* **What to work on**:
From the first line to the last, output the entries exactly.

* **Records provided**:
▽

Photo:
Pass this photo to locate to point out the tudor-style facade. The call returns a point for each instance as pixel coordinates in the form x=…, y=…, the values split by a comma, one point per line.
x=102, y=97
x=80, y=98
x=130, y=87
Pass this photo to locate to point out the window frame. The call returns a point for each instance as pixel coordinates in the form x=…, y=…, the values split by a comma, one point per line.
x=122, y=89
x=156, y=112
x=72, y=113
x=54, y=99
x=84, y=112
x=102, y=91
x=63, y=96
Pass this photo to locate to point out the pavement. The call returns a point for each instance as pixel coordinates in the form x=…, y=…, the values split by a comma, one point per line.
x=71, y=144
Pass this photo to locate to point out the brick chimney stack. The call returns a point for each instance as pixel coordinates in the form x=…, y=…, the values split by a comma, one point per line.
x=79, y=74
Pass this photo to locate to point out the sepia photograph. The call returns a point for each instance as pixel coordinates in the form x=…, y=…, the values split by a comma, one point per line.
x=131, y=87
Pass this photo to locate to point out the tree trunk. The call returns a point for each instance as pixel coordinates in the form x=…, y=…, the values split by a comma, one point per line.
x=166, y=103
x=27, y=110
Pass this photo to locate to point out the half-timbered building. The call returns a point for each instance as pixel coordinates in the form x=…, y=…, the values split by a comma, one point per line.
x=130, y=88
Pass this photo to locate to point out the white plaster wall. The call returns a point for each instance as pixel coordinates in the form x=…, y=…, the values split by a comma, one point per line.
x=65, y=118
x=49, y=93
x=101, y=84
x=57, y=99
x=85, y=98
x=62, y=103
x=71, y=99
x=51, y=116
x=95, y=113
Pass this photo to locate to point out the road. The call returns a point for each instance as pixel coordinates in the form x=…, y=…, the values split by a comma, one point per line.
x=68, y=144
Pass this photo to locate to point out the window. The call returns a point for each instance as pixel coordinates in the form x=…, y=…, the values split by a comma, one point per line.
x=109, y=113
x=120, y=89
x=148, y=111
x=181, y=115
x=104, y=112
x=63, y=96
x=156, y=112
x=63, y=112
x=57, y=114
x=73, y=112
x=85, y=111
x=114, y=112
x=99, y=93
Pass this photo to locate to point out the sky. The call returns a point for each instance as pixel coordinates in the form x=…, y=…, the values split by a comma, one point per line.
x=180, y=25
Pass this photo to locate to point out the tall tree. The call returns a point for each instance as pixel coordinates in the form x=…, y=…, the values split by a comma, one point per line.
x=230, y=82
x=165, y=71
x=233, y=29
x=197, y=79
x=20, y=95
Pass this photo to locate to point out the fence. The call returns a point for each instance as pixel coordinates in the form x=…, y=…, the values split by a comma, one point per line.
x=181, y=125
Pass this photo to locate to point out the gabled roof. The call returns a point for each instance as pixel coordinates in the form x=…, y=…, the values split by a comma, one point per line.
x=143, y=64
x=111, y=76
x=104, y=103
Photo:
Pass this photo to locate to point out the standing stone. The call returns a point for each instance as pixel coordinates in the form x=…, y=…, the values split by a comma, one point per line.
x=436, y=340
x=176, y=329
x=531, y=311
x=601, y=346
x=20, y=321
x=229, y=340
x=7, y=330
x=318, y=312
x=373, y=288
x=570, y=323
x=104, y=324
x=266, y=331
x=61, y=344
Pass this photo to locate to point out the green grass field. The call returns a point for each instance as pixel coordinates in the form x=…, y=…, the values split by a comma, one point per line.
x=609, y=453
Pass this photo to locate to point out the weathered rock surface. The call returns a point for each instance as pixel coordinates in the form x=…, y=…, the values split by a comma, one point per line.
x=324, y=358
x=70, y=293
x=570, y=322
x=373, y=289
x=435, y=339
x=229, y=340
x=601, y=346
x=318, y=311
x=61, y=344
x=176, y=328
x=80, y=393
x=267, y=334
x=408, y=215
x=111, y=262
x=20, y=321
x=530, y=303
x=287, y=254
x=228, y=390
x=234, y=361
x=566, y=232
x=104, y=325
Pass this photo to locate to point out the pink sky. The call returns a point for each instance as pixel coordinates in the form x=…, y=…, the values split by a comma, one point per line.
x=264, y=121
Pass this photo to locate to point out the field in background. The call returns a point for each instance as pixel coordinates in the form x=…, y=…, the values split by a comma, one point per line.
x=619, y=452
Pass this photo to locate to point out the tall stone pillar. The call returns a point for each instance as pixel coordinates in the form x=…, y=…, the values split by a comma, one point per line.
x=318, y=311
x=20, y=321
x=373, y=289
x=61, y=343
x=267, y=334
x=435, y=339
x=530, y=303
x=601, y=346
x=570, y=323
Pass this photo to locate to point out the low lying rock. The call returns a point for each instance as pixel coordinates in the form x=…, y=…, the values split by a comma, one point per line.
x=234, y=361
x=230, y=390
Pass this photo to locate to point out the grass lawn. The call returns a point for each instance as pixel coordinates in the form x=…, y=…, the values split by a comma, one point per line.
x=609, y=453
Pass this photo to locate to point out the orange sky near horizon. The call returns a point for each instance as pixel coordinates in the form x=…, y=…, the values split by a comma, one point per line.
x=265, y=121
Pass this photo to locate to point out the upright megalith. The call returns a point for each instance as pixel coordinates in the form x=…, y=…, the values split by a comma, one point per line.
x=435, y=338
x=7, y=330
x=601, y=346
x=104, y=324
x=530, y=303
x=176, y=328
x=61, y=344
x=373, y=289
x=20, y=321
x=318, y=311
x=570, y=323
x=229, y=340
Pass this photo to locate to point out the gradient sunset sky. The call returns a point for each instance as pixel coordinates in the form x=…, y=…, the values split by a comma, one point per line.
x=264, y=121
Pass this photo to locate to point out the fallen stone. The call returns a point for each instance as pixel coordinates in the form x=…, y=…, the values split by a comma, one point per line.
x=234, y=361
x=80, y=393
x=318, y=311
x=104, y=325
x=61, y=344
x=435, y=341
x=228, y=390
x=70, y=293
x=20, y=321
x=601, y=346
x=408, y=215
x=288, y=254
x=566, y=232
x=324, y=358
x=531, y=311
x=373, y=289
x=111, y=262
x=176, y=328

△

* **Exercise solution**:
Photo:
Pass this photo to locate to point out the tudor-style facade. The call returns a point for each instance as pixel coordinates in the form x=…, y=…, the values split by a comma, one point per line.
x=102, y=97
x=80, y=98
x=130, y=87
Pass this photo to locate to point out the window frame. The call returns a point for each instance as pixel coordinates in the form x=…, y=…, the values split by a comma, one point per line.
x=122, y=89
x=156, y=112
x=72, y=113
x=54, y=99
x=84, y=112
x=102, y=91
x=63, y=96
Pass this photo to locate to point out the pavement. The call returns a point for each instance as pixel coordinates in the form x=…, y=…, the values split by a comma, one point per line.
x=71, y=144
Pass this photo to locate to point out the brick chimney stack. The call returns a point for each instance as pixel coordinates in the form x=…, y=…, the values split by a comma, one point per line.
x=79, y=74
Pass this photo to locate to point out the sepia photograph. The call returns a point for each instance as pixel coordinates in the form x=…, y=…, the values split by a comma, one point per line.
x=131, y=87
Pass this photo to locate to point out the tree trunk. The call returns a point for each instance as pixel coordinates in the form x=…, y=…, the values split by a comma, one point per line.
x=166, y=103
x=27, y=110
Pass this photo to locate to point out the half-timbered building. The call returns a point for each instance as pixel coordinates in the form x=…, y=…, the values split by a comma, one point per line.
x=130, y=88
Pass this photo to locate to point out the white plaster wall. The call returns a point for each instance as pixel coordinates in the form x=…, y=…, the values split by a comma, one point per line.
x=65, y=118
x=49, y=93
x=101, y=84
x=57, y=99
x=85, y=98
x=62, y=103
x=71, y=99
x=51, y=116
x=95, y=113
Pass this photo to locate to point out the road. The call returns a point for each instance as pixel coordinates in the form x=…, y=…, the values split by a comma, one point per line.
x=68, y=144
Pass this photo to locate to point out the window. The call returns a point for each instance as pixel coordinates in the form x=…, y=…, the values split by a comma, one point per line.
x=109, y=113
x=120, y=89
x=148, y=111
x=181, y=115
x=104, y=112
x=63, y=96
x=156, y=112
x=63, y=112
x=57, y=114
x=73, y=112
x=85, y=111
x=114, y=112
x=99, y=93
Pass this photo to locate to point out the sky. The call returns a point for each instance as pixel coordinates in the form x=…, y=…, the values split by a comma, one point per line.
x=180, y=25
Pass this photo to locate to point out the tall tree. The call returns a point for each instance as pixel coordinates in the form x=…, y=…, the values split by a comma, one point per line.
x=230, y=82
x=165, y=71
x=233, y=29
x=197, y=79
x=20, y=95
Pass this photo to locate to point out the fence. The call returns a point for each instance as pixel coordinates in the form x=…, y=…, the values split by a comma, one point per line.
x=181, y=125
Pass this photo to locate to point out the gabled roof. The call returns a point for each instance as pixel coordinates in the form x=…, y=…, the values split by a comma, one point per line.
x=143, y=64
x=111, y=76
x=104, y=103
Photo:
Pass this photo to locate to point out the standing stone. The call returns a point for each instance as pixel coordinates in the form x=…, y=…, the values split by a comma, one point per line.
x=436, y=340
x=176, y=329
x=531, y=311
x=601, y=346
x=20, y=321
x=229, y=340
x=7, y=330
x=318, y=312
x=373, y=288
x=570, y=323
x=104, y=324
x=266, y=331
x=61, y=344
Pass this photo to locate to point out the green grass field. The call returns a point for each instance as pixel coordinates in the form x=…, y=…, the values split by a comma, one point per line.
x=609, y=453
Pass this photo to locate to point out the weathered rock surface. The call returns a point for each instance as pixel coordinates in the form x=…, y=…, the values split by a comma, one point per line.
x=324, y=358
x=70, y=293
x=570, y=322
x=373, y=289
x=435, y=339
x=229, y=340
x=601, y=346
x=318, y=311
x=61, y=344
x=176, y=328
x=80, y=393
x=267, y=334
x=408, y=215
x=111, y=262
x=20, y=321
x=530, y=303
x=287, y=254
x=228, y=390
x=234, y=361
x=566, y=232
x=104, y=325
Pass this photo to locate to point out the pink sky. The call returns a point for each instance as pixel coordinates in the form x=…, y=…, the values split by a comma, one point per line.
x=264, y=121
Pass this photo to locate to point out the field in background. The call returns a point for each instance as pixel coordinates in the form x=…, y=…, the values split by a comma, one point per line.
x=619, y=452
Pass this photo to locate to point out the tall stone pillar. The call returns a point for each instance as pixel coordinates in the form x=…, y=…, the values split by a comma, one point per line.
x=318, y=311
x=20, y=321
x=373, y=289
x=61, y=343
x=267, y=334
x=435, y=339
x=530, y=303
x=601, y=346
x=570, y=323
Pass this photo to locate to point out the low lying rock. The call returns a point for each instance as pixel coordinates in the form x=…, y=…, the values split by a comma, one point per line.
x=234, y=361
x=230, y=390
Pass this photo to locate to point out the grass lawn. The call returns a point for each instance as pixel coordinates in the form x=…, y=…, the values split by a comma, one point per line.
x=609, y=453
Pass this photo to locate to point out the orange sky near horizon. The call returns a point for each instance as pixel coordinates in the form x=…, y=…, the values split by a comma, one point per line.
x=265, y=121
Pass this photo to locate to point out the upright megalith. The call returns a point for each instance as pixel coordinates in the form x=…, y=…, the values split by a comma, one point per line.
x=435, y=338
x=7, y=330
x=601, y=346
x=104, y=324
x=530, y=303
x=176, y=328
x=61, y=344
x=373, y=289
x=20, y=321
x=318, y=311
x=570, y=323
x=229, y=340
Pass this photo to locate to point out the gradient sunset sky. The call returns a point for each instance as pixel coordinates in the form x=…, y=…, the values split by a comma, one point per line.
x=264, y=121
Pass this photo to locate to point out the fallen stone. The call returns a point for each instance as pixel coordinates in the form x=…, y=…, the values split by a comma, one point per line.
x=234, y=361
x=80, y=393
x=318, y=311
x=104, y=325
x=61, y=344
x=435, y=341
x=228, y=390
x=70, y=293
x=20, y=321
x=601, y=346
x=408, y=215
x=288, y=254
x=566, y=232
x=324, y=358
x=531, y=311
x=373, y=289
x=111, y=262
x=176, y=328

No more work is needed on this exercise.